Please extract every line of the listing below and reproduce each one verbatim, with no additions or omissions.

[start Entries shown]

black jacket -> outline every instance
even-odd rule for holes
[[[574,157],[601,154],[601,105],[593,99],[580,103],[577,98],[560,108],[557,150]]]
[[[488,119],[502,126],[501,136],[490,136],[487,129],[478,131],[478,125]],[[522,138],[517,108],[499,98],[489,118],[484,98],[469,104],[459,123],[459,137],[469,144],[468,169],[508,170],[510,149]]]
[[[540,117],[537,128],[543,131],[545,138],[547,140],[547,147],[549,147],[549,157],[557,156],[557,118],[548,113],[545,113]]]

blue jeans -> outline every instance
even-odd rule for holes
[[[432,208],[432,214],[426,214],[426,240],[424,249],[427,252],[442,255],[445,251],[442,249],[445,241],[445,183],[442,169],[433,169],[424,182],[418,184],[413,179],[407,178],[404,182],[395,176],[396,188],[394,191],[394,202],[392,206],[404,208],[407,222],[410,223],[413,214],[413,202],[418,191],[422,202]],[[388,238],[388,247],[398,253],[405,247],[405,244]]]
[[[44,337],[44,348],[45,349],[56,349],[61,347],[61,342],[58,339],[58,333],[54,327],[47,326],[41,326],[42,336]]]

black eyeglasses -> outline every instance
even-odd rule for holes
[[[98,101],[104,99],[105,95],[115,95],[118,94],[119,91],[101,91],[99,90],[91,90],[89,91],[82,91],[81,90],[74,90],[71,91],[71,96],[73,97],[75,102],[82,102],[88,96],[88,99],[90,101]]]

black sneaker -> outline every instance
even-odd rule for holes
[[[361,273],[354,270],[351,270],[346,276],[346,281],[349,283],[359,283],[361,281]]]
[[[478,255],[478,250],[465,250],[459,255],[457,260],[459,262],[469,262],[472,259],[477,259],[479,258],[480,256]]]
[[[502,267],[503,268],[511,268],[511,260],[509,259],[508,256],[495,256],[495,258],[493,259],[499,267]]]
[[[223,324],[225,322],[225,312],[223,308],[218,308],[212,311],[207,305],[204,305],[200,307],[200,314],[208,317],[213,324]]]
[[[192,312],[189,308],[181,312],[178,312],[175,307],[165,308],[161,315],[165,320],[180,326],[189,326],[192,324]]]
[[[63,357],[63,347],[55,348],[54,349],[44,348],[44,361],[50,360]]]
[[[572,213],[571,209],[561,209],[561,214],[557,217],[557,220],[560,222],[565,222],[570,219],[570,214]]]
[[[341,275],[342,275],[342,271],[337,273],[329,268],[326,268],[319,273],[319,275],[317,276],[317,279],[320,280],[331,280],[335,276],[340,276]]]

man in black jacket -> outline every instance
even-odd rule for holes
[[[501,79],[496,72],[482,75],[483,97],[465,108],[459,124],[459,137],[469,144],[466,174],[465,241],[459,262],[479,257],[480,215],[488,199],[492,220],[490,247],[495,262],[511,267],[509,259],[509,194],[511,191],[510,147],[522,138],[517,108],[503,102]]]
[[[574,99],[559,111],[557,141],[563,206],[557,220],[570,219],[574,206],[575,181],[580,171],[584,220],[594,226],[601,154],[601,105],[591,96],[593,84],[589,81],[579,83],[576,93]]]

[end Entries shown]

Solution to the exercise:
black jacket -> outline every instance
even-odd rule for holes
[[[574,157],[601,154],[601,105],[593,99],[580,103],[577,98],[560,108],[557,150]]]
[[[488,119],[502,126],[501,136],[490,136],[487,129],[478,131],[478,125]],[[522,138],[517,108],[499,98],[489,118],[484,98],[469,104],[459,123],[459,137],[469,144],[468,169],[508,170],[510,149]]]
[[[540,117],[537,128],[543,131],[545,138],[547,140],[547,147],[549,147],[549,157],[557,156],[557,118],[548,113],[545,113]]]

blue jeans -> outline every instance
even-odd rule for holes
[[[432,208],[432,214],[426,214],[426,240],[424,249],[427,252],[442,255],[445,251],[442,249],[445,241],[445,183],[442,169],[433,169],[424,182],[418,184],[413,179],[407,178],[404,182],[395,176],[396,188],[394,191],[394,202],[392,206],[404,208],[407,222],[410,223],[413,214],[413,202],[418,191],[422,202]],[[388,238],[388,247],[398,253],[405,247],[405,244]]]
[[[44,337],[44,348],[45,349],[56,349],[61,347],[61,342],[58,339],[58,333],[54,327],[47,326],[41,326],[42,336]]]

black eyeglasses -> outline every instance
even-odd rule for holes
[[[98,101],[104,99],[105,95],[115,95],[118,94],[119,91],[101,91],[99,90],[91,90],[89,91],[82,91],[81,90],[74,90],[71,91],[71,96],[73,97],[75,102],[82,102],[88,96],[88,99],[90,101]]]

black sneaker -> outline every instance
even-odd rule for holes
[[[361,273],[354,270],[351,270],[346,276],[346,281],[349,283],[359,283],[361,281]]]
[[[478,255],[478,250],[465,250],[459,255],[457,260],[459,262],[469,262],[472,259],[477,259],[479,258],[480,256]]]
[[[502,267],[503,268],[511,268],[511,260],[509,259],[508,256],[495,256],[495,258],[493,259],[499,267]]]
[[[223,324],[225,322],[225,312],[223,308],[218,308],[212,311],[207,305],[204,305],[200,307],[200,314],[208,317],[213,324]]]
[[[192,312],[189,308],[181,312],[178,312],[175,307],[165,308],[161,315],[165,320],[180,326],[189,326],[192,324]]]
[[[63,357],[63,347],[55,348],[54,349],[44,348],[44,361],[50,360]]]
[[[572,213],[571,209],[561,209],[561,214],[557,217],[557,220],[560,222],[565,222],[570,219],[570,214]]]
[[[341,275],[342,275],[342,271],[337,273],[329,268],[326,268],[319,273],[319,275],[317,276],[317,279],[320,280],[331,280],[335,276],[340,276]]]

man in black jacket -> outline every instance
even-odd rule for holes
[[[501,79],[496,72],[482,75],[483,97],[465,108],[459,124],[459,137],[469,144],[466,174],[465,241],[459,262],[479,257],[480,215],[488,199],[492,220],[490,247],[495,262],[511,267],[509,259],[509,194],[511,191],[510,147],[522,138],[517,108],[503,102]]]
[[[574,99],[559,111],[557,141],[563,206],[557,220],[570,219],[574,206],[575,181],[580,171],[584,220],[594,226],[601,154],[601,105],[591,96],[593,84],[589,81],[579,83],[576,93]]]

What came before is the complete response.